_Instructions for the task_.
Lay out the entries as a Markdown table with the columns Nr and Line, numbering each row and skipping blank lines. Begin at the line that contains "[spot] the outdoor" and stop after the last line of the entries.

_Source data_.

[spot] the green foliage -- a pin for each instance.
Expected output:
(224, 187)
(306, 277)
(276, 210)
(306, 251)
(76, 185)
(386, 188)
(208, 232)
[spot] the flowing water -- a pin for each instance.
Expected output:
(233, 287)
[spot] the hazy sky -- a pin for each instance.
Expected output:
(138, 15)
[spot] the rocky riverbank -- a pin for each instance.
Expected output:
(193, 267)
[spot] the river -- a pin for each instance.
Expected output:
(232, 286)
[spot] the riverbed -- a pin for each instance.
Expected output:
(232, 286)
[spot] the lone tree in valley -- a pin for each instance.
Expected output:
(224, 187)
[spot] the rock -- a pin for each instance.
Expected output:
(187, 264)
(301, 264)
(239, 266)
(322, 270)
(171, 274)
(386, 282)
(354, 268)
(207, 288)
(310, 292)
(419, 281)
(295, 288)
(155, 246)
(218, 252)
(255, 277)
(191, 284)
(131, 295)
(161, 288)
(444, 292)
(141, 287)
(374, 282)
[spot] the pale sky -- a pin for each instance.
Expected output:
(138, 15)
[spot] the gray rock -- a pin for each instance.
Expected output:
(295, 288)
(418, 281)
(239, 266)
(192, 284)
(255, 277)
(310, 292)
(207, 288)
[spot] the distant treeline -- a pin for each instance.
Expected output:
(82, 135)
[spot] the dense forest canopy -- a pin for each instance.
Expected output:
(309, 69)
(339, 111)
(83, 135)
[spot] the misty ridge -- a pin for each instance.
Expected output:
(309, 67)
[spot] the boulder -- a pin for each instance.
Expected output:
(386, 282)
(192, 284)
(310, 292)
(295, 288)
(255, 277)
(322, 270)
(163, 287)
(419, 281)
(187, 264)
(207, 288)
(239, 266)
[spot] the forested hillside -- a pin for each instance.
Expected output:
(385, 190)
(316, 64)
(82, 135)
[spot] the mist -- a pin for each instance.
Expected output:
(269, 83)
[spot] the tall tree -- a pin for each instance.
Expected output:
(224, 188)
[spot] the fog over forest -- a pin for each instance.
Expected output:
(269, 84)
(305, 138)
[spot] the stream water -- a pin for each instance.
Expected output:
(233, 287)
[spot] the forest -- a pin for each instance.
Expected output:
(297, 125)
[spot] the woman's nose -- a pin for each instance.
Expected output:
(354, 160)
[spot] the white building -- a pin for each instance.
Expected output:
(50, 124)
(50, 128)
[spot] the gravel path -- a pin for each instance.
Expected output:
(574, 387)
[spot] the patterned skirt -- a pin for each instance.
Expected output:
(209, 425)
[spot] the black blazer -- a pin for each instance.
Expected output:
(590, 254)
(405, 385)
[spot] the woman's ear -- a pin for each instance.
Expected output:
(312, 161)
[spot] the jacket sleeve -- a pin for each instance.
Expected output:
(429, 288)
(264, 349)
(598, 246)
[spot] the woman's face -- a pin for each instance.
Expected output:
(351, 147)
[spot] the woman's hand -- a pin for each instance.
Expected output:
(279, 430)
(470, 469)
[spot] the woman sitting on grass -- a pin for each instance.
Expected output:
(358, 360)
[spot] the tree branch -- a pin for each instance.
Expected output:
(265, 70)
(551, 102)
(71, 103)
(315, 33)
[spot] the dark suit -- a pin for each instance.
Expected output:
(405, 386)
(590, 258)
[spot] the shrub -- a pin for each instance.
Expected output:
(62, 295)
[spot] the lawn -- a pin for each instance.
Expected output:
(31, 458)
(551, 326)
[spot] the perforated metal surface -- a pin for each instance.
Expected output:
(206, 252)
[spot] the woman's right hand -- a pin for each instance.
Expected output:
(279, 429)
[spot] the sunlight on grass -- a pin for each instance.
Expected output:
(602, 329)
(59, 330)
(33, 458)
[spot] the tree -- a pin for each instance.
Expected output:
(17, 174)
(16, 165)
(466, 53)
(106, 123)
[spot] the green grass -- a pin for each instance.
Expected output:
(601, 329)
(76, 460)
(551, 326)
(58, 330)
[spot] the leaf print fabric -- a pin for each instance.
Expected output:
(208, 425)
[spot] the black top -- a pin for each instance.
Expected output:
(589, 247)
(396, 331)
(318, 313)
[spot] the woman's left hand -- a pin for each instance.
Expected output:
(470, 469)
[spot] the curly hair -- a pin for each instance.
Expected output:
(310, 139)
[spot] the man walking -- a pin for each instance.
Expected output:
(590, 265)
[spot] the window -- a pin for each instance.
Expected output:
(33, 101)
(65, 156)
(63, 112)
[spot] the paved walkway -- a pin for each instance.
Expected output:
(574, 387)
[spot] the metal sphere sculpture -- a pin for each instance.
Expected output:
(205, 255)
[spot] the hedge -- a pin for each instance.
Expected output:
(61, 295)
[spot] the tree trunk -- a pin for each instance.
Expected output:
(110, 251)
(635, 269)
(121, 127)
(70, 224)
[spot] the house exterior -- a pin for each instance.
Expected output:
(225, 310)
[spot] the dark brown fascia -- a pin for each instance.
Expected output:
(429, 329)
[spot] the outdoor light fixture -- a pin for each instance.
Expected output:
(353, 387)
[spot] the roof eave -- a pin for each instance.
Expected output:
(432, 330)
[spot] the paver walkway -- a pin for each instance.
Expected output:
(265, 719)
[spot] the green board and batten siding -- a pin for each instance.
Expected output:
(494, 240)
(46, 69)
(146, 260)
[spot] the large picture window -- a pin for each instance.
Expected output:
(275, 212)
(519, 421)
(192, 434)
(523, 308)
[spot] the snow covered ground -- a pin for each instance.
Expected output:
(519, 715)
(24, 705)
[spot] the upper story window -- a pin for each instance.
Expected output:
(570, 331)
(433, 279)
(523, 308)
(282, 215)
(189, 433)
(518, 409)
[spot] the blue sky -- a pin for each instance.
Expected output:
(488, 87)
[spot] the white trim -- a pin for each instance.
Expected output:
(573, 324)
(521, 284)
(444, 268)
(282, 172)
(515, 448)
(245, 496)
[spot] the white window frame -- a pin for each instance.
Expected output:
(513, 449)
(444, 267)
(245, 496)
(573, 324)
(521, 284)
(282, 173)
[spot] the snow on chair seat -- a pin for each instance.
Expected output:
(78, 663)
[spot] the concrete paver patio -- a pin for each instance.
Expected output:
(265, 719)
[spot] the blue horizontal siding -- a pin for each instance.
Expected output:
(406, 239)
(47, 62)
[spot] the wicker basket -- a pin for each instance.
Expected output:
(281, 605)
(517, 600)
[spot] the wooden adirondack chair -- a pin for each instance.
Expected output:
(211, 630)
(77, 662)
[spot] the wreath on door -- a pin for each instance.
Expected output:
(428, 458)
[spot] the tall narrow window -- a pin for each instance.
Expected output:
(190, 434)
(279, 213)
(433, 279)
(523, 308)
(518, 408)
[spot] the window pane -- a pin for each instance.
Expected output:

_Task response_.
| Nr | Line |
|---|---|
| 1 | [spot] the outdoor light fixture -- a pin for each instance. |
| 2 | Expected output: |
| 3 | (353, 387) |
| 4 | [spot] the roof eave -- a pin for each instance. |
| 5 | Expected output: |
| 6 | (432, 330) |
| 7 | [spot] the paver walkway -- a pin for each instance. |
| 8 | Expected output: |
| 9 | (265, 719) |
| 10 | [spot] the green board and batten siding -- a pin for each instance. |
| 11 | Expected output: |
| 12 | (494, 240) |
| 13 | (46, 69) |
| 14 | (146, 260) |
| 15 | [spot] the large picture window -- a pin for each instance. |
| 16 | Expected output: |
| 17 | (275, 212) |
| 18 | (519, 421) |
| 19 | (192, 434) |
| 20 | (523, 308) |
| 21 | [spot] the snow covered ground -- a pin for each instance. |
| 22 | Expected output: |
| 23 | (519, 715) |
| 24 | (24, 705) |
| 25 | [spot] the upper story window -- a pin for each instance. |
| 26 | Expected output: |
| 27 | (570, 331) |
| 28 | (433, 279) |
| 29 | (523, 308) |
| 30 | (282, 215) |
| 31 | (189, 433) |
| 32 | (518, 409) |
| 33 | [spot] the blue sky -- a pin for each instance. |
| 34 | Expected output: |
| 35 | (488, 87) |
| 36 | [spot] the white trim -- a pin for each instance. |
| 37 | Expected output: |
| 38 | (573, 324) |
| 39 | (521, 284) |
| 40 | (444, 268) |
| 41 | (282, 172) |
| 42 | (515, 448) |
| 43 | (245, 496) |
| 44 | [spot] the white window frame -- a pin for each instance. |
| 45 | Expected output: |
| 46 | (513, 449) |
| 47 | (444, 267) |
| 48 | (245, 496) |
| 49 | (573, 324) |
| 50 | (521, 284) |
| 51 | (282, 173) |
| 52 | [spot] the snow on chair seat -- a pin for each instance. |
| 53 | Expected output: |
| 54 | (78, 663) |
| 55 | [spot] the concrete paver patio -- a pin for each instance. |
| 56 | Expected output: |
| 57 | (265, 719) |
| 58 | [spot] the blue horizontal siding -- a pin for each instance. |
| 59 | Expected output: |
| 60 | (406, 239) |
| 61 | (47, 62) |
| 62 | [spot] the wicker basket -- a pin for each instance. |
| 63 | Expected output: |
| 64 | (281, 605) |
| 65 | (517, 600) |
| 66 | [spot] the wooden adirondack chair -- a pin for each instance. |
| 67 | Expected output: |
| 68 | (211, 630) |
| 69 | (77, 662) |
| 70 | [spot] the wreath on door -- a pin for each instance. |
| 71 | Expected output: |
| 72 | (428, 458) |
| 73 | [spot] the tall narrow window -- a pin for each instance. |
| 74 | Expected output: |
| 75 | (190, 434) |
| 76 | (279, 213) |
| 77 | (433, 279) |
| 78 | (523, 308) |
| 79 | (518, 408) |
| 80 | [spot] the window pane -- a pin for each instance. |
| 81 | Expected output: |